Rom. 1:1 Paulus (…), een geroepen apostel, afgezonderd tot verkondiging van het evangelie van God

De ouders hadden honderden euro's afgezonderd voor een prachtige uitzet van hun dochter

Wie zich afzondert tot God, wijdt zich aan Hem en neemt, in afzondering, bepaalde godsdienstige taken waar.

In de geest. Men kan zich ook in de geest afzonderen, d.i. zijn aandacht aftrekken van het gezelschap waarin men zich bevindt of van de omgeving waarin men verkeert, zodat men zich in gedachten als ’t ware alleen voelt of zijn aandacht op iets anders richt.

Van ruimte of tijd. - De afzondering kan zijn met betrekking tot ruimte of tijd. Een gedeelte van een zolder bijvoorbeeld kan door een beschot worden afgezonderd, van de overige zolderruimte worden afgescheiden, afgeschoten. Een eiland van de wereld afgezonderd is een eiland dat zeer eenzaam is gelegen. Voor een taak kan men een uurtje afzonderen, dit uurtje daarvoor bestemmen.

In gedachte. Men kan ook in gedachte iets afzonderen. "Men moet het beginsel van toevallige bijkomstigheden afzonderen" betekent: in gedachte afscheiden en als op zichzelf staand beschouwen.

Andere voorbeeldzinnen

"Door de werking van de zeef zondert zich het kaf van het koren af", d.w.z. het kaf raakt afgescheiden, scheidt zich af.

"De harsachtige stof zonderde zich uit de bast van die boom af", d.w.z. scheidde zich daarvan af.

::::::

Druk uit de tekst over afzonderen hierboven alsjeblieft alles af vanaf "De ouders hadden" tot en met "iets anders richt.".

::::::

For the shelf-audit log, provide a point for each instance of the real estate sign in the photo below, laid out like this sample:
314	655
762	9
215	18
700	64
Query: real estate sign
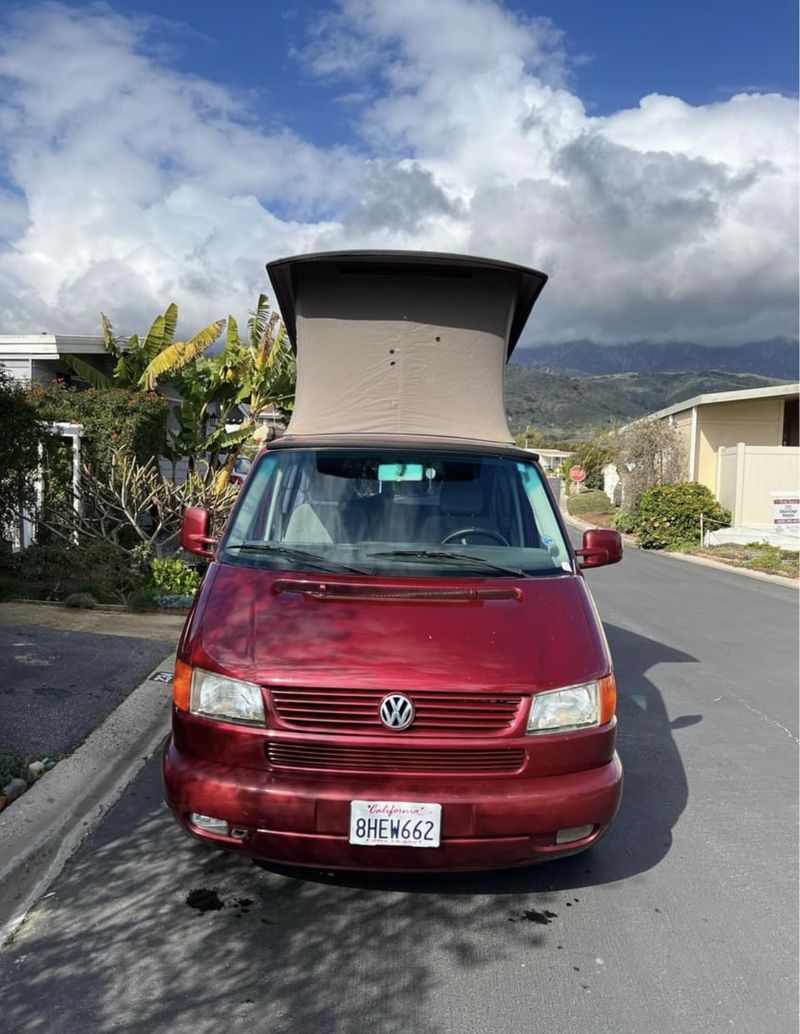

::::::

▸ **SCHRIFTELIJK ANTWOORD**:
De ouders hadden honderden euro's afgezonderd voor een prachtige uitzet van hun dochter

Wie zich afzondert tot God, wijdt zich aan Hem en neemt, in afzondering, bepaalde godsdienstige taken waar.

In de geest. Men kan zich ook in de geest afzonderen, d.i. zijn aandacht aftrekken van het gezelschap waarin men zich bevindt of van de omgeving waarin men verkeert, zodat men zich in gedachten als ’t ware alleen voelt of zijn aandacht op iets anders richt.